--- Job a ---
Answer these questions about the article on the Watkins Glen trophy, one per line:
(i) Besides a trophy, what does the winner at the New Hampshire Motor Speedway receive?
(ii) How long did it take to create the design and work out how to execute it?
(iii) How heavy is the piece when work on it begins?

--- Provided passage ---
* * *

May 01, 2025 09:00AM ● By Lilace Mellin Guignard

The NASCAR Sprint Cup series came to Watkins Glen International in 1986. In this event, stock cars race ninety laps in a 221-mile race, and at the end some lucky—and highly skilled—driver gets to take a trophy home. NASCAR aficionados are aware that some races are known as much for their trophies as for their racetracks. They run the gamut from clunky to fun, including a live lobster in the twenty-pound range for winning at the New Hampshire Motor Speedway. There’s a trophy, too, but no one cares. The most iconic is Roanoke’s Martinsville Speedway, which partnered with Grand Home Furnishings in 1964 to award a full-size grandfather clock to the winner. The idea was that the driver’s wife would let him keep this trophy in the living room. (Richard Petty has twelve of them. To date no woman has won there, so who knows how husbands feel about it as a trophy.)

In 2010, when WGI President Michael Printup spearheaded the initiative to develop a distinctive trophy embodying the track and Finger Lakes region, he went to Corning Museum of Glass and said, “Let’s make a trophy that nobody will ever forget.” And they did. The final design incorporates the shape of the racetrack (minus “the boot” section that is not a part of the NASCAR laps), the signature blue of the guard rails, and glass.

It took two years to create the design and figure out the best way to execute it. The center is the blue glass racetrack, the outline clearly viewed from the top, which gets stretched out all the way to the bottom. Glass does not like to be in an asymmetrical shape, so stretching it and keeping that shape throughout is a challenge. At first, they made a mold to pour the glass in, but that didn’t work. They ended up creating a mold that shapes half the track, and the other half is shaped by hand.

Hot Glass Programs Manager Eric Meek has been involved since the beginning and is justifiably proud of the design and his team of six. Glassmaking is always a team endeavor, he explains, “but when a project gets bigger and heavier you need more people.” When they are working on it, the piece starts at sixteen pounds, and during the process they cut eight pounds off during cold work.

* * *

--- Dataset excerpts ---
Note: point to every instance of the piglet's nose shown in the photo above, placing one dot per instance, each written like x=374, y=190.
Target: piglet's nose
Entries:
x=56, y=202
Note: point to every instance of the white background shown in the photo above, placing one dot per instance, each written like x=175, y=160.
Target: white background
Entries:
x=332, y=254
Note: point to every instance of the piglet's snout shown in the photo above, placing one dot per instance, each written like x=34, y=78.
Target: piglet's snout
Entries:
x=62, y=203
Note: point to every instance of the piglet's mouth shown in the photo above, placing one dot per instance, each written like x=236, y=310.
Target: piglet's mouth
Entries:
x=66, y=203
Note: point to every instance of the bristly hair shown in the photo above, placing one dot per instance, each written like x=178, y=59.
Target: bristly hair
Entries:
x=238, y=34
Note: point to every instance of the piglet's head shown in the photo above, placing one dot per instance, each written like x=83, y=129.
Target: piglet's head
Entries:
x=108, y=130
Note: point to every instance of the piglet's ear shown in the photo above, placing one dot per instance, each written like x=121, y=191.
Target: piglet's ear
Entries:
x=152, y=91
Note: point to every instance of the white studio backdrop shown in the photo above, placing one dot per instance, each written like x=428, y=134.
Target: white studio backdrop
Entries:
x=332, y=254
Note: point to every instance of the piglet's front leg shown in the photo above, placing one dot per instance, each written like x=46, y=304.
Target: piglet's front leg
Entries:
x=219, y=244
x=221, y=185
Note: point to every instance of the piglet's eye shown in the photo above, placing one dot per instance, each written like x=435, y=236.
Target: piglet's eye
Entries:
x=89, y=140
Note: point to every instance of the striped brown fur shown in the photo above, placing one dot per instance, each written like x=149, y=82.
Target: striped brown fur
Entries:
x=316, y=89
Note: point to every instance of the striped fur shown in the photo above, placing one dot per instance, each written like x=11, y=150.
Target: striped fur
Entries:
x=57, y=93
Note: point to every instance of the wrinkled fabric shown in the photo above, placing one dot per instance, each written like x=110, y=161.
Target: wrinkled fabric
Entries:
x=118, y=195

* * *

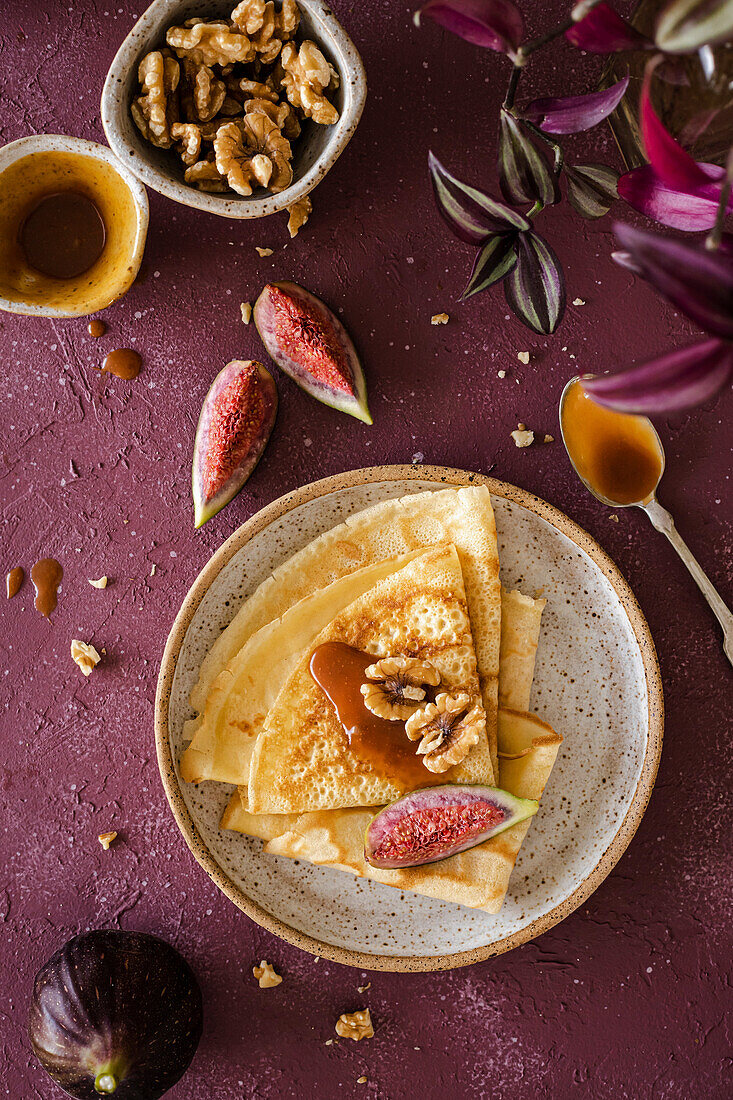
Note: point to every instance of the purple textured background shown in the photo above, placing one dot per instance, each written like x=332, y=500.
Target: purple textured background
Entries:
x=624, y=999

* * *

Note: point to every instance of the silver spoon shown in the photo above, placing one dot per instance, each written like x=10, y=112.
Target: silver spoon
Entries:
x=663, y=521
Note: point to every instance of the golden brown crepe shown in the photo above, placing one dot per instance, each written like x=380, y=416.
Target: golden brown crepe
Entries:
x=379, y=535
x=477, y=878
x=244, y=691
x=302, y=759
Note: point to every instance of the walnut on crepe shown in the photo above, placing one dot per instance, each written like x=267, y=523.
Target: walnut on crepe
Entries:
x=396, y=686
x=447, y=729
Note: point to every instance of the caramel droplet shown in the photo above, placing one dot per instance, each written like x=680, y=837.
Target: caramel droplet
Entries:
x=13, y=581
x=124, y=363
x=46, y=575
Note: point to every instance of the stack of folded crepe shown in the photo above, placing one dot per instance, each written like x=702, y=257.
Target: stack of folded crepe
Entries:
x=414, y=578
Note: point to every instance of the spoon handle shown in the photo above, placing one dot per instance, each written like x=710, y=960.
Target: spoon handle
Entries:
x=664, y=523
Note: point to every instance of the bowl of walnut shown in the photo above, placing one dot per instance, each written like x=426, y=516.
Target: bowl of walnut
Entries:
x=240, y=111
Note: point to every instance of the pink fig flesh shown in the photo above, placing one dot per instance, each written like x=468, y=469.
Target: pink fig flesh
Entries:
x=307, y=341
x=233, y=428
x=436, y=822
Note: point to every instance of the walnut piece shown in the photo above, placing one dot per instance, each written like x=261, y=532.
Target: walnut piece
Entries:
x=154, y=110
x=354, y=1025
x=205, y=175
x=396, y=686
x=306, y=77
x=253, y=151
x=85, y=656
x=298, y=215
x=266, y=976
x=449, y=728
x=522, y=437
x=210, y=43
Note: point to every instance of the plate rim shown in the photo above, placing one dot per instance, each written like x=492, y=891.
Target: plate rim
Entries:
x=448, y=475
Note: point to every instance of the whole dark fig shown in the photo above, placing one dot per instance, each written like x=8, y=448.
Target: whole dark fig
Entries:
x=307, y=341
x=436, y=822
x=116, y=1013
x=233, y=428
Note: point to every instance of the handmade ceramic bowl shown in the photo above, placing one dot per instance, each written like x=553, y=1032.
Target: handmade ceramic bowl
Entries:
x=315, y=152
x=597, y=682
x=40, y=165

* * *

--- Job b ---
Shift every answer coordinate in the records by adding 30 to each number, and write the lines out again with their requests. Begin at the line that has "Note: point to every instance of the whole" and stop after the line that has "x=40, y=165".

--- Task answer a ---
(i) A live lobster in the twenty-pound range.
(ii) Two years.
(iii) Sixteen pounds.

--- Task answer b ---
Note: point to every instance of the whole dark fig shown in the photo above, placing one dot per instance, each written like x=8, y=448.
Target: whole dark fig
Entries:
x=337, y=371
x=466, y=852
x=146, y=1043
x=263, y=458
Note: point to every instance of the handmade ceramic bowl shown in the photo above, placing one dot per instance, each written like x=553, y=1032.
Target: handmade ceramic bowl
Entries:
x=345, y=182
x=627, y=712
x=70, y=195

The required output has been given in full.